[start]
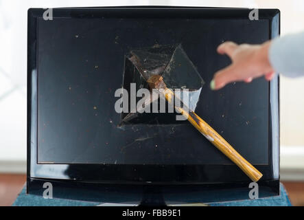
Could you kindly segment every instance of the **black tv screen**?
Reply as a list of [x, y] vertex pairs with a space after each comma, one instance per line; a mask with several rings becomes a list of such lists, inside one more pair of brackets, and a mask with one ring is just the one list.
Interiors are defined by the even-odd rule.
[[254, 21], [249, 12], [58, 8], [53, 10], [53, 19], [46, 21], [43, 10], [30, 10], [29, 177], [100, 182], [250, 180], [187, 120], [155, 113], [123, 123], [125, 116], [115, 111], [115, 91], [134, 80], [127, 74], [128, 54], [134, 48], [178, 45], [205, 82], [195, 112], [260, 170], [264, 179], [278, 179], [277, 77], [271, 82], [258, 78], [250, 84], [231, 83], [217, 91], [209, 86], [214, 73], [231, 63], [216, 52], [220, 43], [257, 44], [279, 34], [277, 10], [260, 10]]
[end]
[start]
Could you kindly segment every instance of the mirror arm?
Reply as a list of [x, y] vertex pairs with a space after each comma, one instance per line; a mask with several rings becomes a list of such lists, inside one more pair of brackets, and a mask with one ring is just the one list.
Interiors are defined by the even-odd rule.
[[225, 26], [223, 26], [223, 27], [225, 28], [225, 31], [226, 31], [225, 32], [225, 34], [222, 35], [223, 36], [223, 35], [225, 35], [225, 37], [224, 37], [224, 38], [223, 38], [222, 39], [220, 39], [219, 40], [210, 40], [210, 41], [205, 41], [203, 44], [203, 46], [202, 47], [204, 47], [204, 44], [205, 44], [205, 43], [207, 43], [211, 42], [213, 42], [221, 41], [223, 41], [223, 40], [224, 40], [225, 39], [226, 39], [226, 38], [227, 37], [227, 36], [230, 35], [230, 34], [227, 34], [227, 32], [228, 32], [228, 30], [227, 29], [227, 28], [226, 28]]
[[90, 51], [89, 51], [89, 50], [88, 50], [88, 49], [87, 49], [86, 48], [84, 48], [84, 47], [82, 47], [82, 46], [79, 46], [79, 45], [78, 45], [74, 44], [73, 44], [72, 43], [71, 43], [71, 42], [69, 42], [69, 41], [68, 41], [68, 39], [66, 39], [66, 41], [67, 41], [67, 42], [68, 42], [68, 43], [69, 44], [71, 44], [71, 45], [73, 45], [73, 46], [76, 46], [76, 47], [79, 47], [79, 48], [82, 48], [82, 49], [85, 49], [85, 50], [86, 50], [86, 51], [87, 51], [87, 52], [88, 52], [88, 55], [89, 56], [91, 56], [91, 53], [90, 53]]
[end]
Given instruction — Count how many lines in the records above contain the word "Could", treating uppercase and lowercase as different, and reply with only that number.

Task answer — 2